>> start Records provided
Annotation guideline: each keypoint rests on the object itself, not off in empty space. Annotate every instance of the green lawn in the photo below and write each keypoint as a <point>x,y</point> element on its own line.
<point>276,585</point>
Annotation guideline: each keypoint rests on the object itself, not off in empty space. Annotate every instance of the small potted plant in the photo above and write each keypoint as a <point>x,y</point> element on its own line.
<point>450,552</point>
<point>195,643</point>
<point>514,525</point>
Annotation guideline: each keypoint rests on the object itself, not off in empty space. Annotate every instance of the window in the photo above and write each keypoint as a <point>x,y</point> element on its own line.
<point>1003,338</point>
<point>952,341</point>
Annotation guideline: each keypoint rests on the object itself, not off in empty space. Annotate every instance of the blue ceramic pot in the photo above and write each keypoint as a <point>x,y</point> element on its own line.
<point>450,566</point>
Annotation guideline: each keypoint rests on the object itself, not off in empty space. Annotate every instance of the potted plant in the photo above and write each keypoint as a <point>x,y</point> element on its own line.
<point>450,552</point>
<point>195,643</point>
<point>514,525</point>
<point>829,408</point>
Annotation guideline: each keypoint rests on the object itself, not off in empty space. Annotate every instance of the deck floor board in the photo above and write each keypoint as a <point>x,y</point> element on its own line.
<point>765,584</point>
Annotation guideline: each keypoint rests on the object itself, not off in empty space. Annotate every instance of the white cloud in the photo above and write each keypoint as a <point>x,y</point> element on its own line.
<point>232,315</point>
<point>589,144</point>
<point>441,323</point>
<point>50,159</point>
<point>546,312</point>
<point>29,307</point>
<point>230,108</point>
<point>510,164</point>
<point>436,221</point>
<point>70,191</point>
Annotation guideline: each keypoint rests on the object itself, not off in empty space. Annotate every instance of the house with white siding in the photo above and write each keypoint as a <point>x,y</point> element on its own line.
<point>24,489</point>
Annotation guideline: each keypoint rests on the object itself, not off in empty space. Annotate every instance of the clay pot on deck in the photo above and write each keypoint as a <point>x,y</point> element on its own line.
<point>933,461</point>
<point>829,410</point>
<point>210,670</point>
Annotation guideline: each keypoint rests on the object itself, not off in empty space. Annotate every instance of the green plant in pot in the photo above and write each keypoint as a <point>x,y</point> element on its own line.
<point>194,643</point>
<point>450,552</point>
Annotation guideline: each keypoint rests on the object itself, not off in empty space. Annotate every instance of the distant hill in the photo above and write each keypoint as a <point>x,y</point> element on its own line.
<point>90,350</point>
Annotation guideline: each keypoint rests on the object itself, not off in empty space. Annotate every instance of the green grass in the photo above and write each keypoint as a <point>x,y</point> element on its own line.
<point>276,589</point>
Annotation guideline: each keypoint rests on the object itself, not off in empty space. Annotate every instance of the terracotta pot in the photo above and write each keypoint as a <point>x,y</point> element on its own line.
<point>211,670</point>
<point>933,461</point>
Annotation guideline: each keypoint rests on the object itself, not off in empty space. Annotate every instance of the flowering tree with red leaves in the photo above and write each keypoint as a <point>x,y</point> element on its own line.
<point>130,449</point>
>> end Records provided
Please scale the records from the line with "of the potted" up to and including the line with "<point>24,489</point>". Rewrite only those lines, multiplying each x,y coordinate in the answers by 1.7 and rounding to whole numbers with halves rounded up, and keep every other line in that span unchanged.

Annotation guideline: each keypoint rests on the object itself, not off in empty space. Annotate every instance of the potted plant in the photo above and write each keypoint as a <point>x,y</point> element on its own line.
<point>765,938</point>
<point>332,1093</point>
<point>874,893</point>
<point>1409,694</point>
Annotation guideline: each keypoint rests on the object itself, not off in empty space. Annotate every instance of the deck floor board in the photo above and write each keypoint as a <point>x,y</point> element on its own line.
<point>1301,993</point>
Annotation guideline: each keypoint rests on the object itself, not off in empty space. Annotate every instance of the white cloud in the photo above and write each keypoint as a <point>x,y</point> element on its own line.
<point>394,536</point>
<point>1001,245</point>
<point>750,549</point>
<point>85,270</point>
<point>928,530</point>
<point>49,522</point>
<point>391,184</point>
<point>867,279</point>
<point>741,376</point>
<point>119,325</point>
Annotation guideline: each keypoint rests on the object itself, not off in empty space. Annotate every instance of the house with white siding in the photo above and write each keypoint as a <point>x,y</point> element on its own line.
<point>41,831</point>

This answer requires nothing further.